### TASK
Pull out every line of the records below that contains the word "jacket", matching case exactly.

— start INPUT MATERIAL —

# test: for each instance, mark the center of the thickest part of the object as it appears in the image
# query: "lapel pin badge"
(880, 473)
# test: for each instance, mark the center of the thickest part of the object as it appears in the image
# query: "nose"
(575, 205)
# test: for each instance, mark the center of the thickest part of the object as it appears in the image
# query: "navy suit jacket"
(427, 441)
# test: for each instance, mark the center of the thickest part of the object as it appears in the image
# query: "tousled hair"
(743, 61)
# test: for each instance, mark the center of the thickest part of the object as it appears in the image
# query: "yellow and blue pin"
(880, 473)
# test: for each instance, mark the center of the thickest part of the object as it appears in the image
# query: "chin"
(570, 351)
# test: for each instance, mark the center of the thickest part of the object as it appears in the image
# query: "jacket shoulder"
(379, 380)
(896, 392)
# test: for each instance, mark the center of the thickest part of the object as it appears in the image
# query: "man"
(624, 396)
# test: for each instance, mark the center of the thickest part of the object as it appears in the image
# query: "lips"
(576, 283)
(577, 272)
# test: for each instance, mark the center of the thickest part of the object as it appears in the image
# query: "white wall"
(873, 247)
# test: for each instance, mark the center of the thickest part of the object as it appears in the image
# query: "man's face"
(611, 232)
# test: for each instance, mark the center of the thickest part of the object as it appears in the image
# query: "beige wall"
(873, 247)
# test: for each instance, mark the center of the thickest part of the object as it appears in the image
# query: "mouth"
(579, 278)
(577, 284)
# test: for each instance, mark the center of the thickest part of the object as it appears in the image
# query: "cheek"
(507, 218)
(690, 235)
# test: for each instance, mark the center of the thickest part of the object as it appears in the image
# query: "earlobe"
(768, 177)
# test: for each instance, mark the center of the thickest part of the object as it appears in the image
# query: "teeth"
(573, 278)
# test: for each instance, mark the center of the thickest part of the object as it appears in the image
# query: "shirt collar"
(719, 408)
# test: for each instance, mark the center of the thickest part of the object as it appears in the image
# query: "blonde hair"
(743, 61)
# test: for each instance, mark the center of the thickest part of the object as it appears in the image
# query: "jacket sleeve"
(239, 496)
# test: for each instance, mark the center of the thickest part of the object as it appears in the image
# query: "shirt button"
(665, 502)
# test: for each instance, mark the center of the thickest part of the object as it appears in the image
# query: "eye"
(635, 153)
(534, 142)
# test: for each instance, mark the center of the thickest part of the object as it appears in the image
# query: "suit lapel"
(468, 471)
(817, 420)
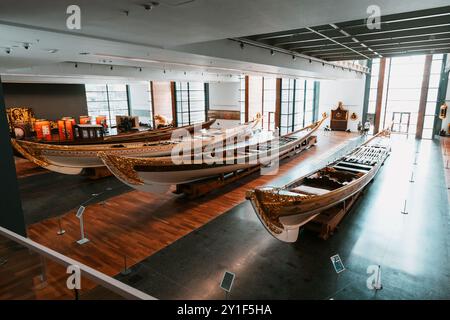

— end INPUT MATERIAL —

### SOLUTION FOR THIS EXERCISE
# query: "navy suit jacket"
# query: "jacket shoulder"
# query: "jacket sleeve"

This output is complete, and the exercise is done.